- _Schriftliche Anfrage_:
Zitiere alle folgenden Datensätze Zeile für Zeile, ohne etwas daran zu ändern.

(Datensätze mit Zeigepunkten)
►

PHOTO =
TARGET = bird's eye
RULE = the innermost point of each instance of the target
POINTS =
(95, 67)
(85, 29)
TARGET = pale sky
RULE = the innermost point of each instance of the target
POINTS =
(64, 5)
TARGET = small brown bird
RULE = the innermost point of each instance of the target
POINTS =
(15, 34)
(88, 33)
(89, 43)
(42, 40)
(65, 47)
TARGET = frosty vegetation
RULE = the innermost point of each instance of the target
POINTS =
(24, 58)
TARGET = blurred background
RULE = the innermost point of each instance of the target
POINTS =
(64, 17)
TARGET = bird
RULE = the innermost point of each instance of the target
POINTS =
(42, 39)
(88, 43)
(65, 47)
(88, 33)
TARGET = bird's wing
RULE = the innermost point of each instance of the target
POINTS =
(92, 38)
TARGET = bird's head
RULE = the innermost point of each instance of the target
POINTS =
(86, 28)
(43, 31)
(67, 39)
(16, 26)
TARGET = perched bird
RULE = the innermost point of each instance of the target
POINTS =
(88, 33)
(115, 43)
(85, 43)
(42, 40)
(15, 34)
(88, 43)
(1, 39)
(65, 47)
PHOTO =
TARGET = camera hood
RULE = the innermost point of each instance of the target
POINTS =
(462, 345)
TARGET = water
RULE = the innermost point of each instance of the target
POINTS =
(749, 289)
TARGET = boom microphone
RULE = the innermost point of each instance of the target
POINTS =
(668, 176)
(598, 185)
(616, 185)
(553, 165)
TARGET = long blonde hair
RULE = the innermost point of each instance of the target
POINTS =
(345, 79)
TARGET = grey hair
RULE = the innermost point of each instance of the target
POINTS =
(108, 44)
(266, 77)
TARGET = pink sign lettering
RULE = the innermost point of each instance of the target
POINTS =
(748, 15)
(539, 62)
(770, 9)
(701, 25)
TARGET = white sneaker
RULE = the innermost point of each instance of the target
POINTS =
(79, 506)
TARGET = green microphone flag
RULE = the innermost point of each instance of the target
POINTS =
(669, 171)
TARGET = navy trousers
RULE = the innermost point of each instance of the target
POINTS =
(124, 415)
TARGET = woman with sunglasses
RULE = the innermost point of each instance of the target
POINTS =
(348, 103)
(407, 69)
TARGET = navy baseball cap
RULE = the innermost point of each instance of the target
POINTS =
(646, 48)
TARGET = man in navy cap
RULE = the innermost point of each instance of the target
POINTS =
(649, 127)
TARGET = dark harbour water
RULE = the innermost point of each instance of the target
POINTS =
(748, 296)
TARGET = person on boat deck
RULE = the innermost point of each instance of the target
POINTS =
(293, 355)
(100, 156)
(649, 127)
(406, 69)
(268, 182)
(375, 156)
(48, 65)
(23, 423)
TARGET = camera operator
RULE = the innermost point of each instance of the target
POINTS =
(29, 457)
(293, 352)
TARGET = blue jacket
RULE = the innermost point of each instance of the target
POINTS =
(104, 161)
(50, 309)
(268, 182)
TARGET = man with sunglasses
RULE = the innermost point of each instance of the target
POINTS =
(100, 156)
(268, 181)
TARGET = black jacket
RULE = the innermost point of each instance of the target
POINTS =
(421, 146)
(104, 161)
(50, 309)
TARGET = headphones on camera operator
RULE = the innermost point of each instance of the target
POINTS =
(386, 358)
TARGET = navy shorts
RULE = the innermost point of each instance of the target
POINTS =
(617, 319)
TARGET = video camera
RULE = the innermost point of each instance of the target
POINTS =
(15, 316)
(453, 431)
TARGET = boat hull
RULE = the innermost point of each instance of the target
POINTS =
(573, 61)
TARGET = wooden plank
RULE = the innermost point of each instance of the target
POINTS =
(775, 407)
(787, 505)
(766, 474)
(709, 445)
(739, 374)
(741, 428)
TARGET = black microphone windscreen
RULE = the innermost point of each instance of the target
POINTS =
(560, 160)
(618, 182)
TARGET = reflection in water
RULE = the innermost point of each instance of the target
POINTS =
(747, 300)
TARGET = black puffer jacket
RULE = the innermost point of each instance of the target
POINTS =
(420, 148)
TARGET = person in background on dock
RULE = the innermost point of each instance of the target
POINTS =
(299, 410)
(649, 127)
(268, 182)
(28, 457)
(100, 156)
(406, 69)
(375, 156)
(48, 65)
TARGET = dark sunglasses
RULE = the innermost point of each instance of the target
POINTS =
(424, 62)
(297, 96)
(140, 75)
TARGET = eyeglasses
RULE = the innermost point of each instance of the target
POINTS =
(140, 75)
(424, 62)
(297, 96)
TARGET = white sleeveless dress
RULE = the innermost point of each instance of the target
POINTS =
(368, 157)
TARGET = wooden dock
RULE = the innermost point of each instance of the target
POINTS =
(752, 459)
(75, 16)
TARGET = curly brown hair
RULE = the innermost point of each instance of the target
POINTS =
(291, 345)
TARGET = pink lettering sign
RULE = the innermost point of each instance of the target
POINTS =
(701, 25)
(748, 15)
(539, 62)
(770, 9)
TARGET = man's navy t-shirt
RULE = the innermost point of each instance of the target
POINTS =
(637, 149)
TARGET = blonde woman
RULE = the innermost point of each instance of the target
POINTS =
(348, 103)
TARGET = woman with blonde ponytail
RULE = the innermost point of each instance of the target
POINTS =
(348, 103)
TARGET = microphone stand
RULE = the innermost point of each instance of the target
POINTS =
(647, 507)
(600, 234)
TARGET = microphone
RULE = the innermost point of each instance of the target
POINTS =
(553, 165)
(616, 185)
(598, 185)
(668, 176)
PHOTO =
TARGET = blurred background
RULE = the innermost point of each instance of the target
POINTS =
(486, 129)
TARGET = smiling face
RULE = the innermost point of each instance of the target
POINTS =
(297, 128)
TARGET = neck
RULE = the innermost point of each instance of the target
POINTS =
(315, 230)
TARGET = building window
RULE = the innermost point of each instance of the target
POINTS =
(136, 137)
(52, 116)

◄

- _Antwort_:
PHOTO =
TARGET = bird's eye
RULE = the innermost point of each instance of the target
POINTS =
(95, 67)
(85, 29)
TARGET = pale sky
RULE = the innermost point of each instance of the target
POINTS =
(64, 5)
TARGET = small brown bird
RULE = the innermost point of each instance of the target
POINTS =
(15, 34)
(88, 33)
(89, 43)
(42, 40)
(65, 47)
TARGET = frosty vegetation
RULE = the innermost point of each instance of the target
POINTS =
(24, 58)
TARGET = blurred background
RULE = the innermost point of each instance of the target
POINTS =
(64, 17)
TARGET = bird
RULE = the innermost point of each instance of the target
POINTS =
(42, 39)
(88, 43)
(65, 47)
(88, 33)
TARGET = bird's wing
RULE = the innermost point of each instance of the target
POINTS =
(92, 38)
TARGET = bird's head
RULE = the innermost point of each instance of the target
POINTS =
(86, 28)
(43, 31)
(67, 39)
(16, 26)
TARGET = perched bird
RULE = the innermost point of each instance of the target
POINTS =
(88, 33)
(115, 43)
(85, 43)
(42, 40)
(15, 34)
(88, 43)
(1, 39)
(65, 47)
PHOTO =
TARGET = camera hood
RULE = the innermost point of each instance of the target
POINTS =
(462, 345)
TARGET = water
RULE = the innermost point of each instance of the target
POINTS =
(749, 289)
TARGET = boom microphone
RULE = the innermost point of each instance of the target
POINTS =
(668, 176)
(598, 185)
(616, 185)
(553, 165)
TARGET = long blonde hair
RULE = the innermost point of each instance of the target
POINTS =
(345, 79)
TARGET = grey hair
RULE = the innermost point of each instance of the target
POINTS =
(108, 44)
(266, 77)
TARGET = pink sign lettering
RULE = the innermost point of each instance of the target
POINTS =
(748, 15)
(539, 62)
(770, 9)
(701, 25)
TARGET = white sneaker
RULE = the innermost point of each instance of the target
POINTS =
(79, 506)
TARGET = green microphone flag
RULE = the innermost point of each instance of the target
POINTS =
(669, 171)
TARGET = navy trousers
RULE = the innermost point of each instance of the target
POINTS =
(124, 415)
TARGET = woman with sunglasses
RULE = the innermost point of each instance of the target
POINTS =
(348, 103)
(407, 69)
TARGET = navy baseball cap
RULE = the innermost point of each instance of the target
POINTS =
(646, 48)
TARGET = man in navy cap
RULE = the innermost point of each instance of the target
POINTS =
(649, 127)
TARGET = dark harbour water
RULE = the innermost point of each instance of the target
POINTS =
(748, 296)
TARGET = person on boat deck
RULE = the innermost point of each instance of the target
POINTS =
(293, 355)
(100, 156)
(649, 127)
(406, 69)
(268, 182)
(375, 156)
(48, 65)
(23, 423)
TARGET = camera operator
RULE = the innermost point of each instance of the target
POINTS =
(29, 457)
(293, 352)
TARGET = blue jacket
RULE = the innermost point of each instance of the target
POINTS =
(104, 161)
(50, 309)
(268, 182)
TARGET = man with sunglasses
RULE = the innermost point of each instance of the target
POINTS =
(100, 156)
(268, 181)
TARGET = black jacket
RULE = the innermost point of each instance of the target
POINTS =
(421, 146)
(104, 161)
(50, 309)
TARGET = headphones on camera operator
RULE = the innermost point of each instance of the target
POINTS =
(386, 358)
TARGET = navy shorts
RULE = the innermost point of each instance of the target
POINTS =
(617, 319)
TARGET = video camera
RULE = the innermost point of each instance of the target
POINTS =
(15, 316)
(453, 431)
TARGET = boat hull
RULE = the innermost point of each instance of the target
POINTS =
(573, 61)
TARGET = wooden plank
RULE = the innermost point of each instance of the target
POINTS =
(775, 407)
(787, 505)
(766, 474)
(709, 445)
(739, 374)
(741, 428)
TARGET = black microphone windscreen
RULE = the innermost point of each instance of the target
POINTS =
(560, 160)
(618, 182)
TARGET = reflection in water
RULE = the innermost point of each instance of the target
POINTS =
(747, 300)
TARGET = black puffer jacket
RULE = the innermost point of each instance of the target
POINTS =
(420, 148)
TARGET = person in background on dock
RULE = the innermost point of each instance of the target
POINTS =
(299, 410)
(649, 127)
(268, 182)
(28, 457)
(100, 156)
(406, 69)
(375, 156)
(48, 65)
TARGET = dark sunglasses
RULE = the innermost point of each instance of the target
POINTS =
(424, 62)
(297, 96)
(140, 75)
TARGET = eyeglasses
RULE = the innermost point of each instance of the target
POINTS =
(140, 75)
(424, 62)
(297, 96)
TARGET = white sleeveless dress
RULE = the innermost point of each instance of the target
POINTS =
(368, 157)
TARGET = wooden dock
RULE = the innermost point of each instance of the target
POINTS =
(752, 459)
(75, 16)
TARGET = curly brown hair
RULE = the innermost point of each instance of the target
POINTS =
(291, 345)
TARGET = pink lettering sign
RULE = the innermost point of each instance of the target
POINTS =
(701, 25)
(748, 15)
(539, 62)
(770, 9)
TARGET = man's navy t-shirt
RULE = the innermost point of each instance of the target
POINTS =
(637, 149)
TARGET = blonde woman
RULE = the innermost point of each instance of the target
POINTS =
(348, 103)
TARGET = woman with blonde ponytail
RULE = the innermost point of each instance of the target
POINTS =
(348, 103)
TARGET = microphone stand
RULE = the innermost point of each instance of the target
POINTS =
(647, 507)
(600, 234)
TARGET = microphone
RULE = the innermost point of each instance of the target
POINTS =
(553, 165)
(616, 185)
(598, 185)
(668, 176)
PHOTO =
TARGET = blurred background
RULE = the innermost point of each instance of the target
POINTS =
(486, 129)
TARGET = smiling face
RULE = the innermost point of each instance of the target
POINTS =
(297, 128)
TARGET = neck
RULE = the innermost point of each instance of the target
POINTS =
(315, 230)
TARGET = building window
RULE = the innermost point of each instance of the target
POINTS =
(136, 137)
(52, 116)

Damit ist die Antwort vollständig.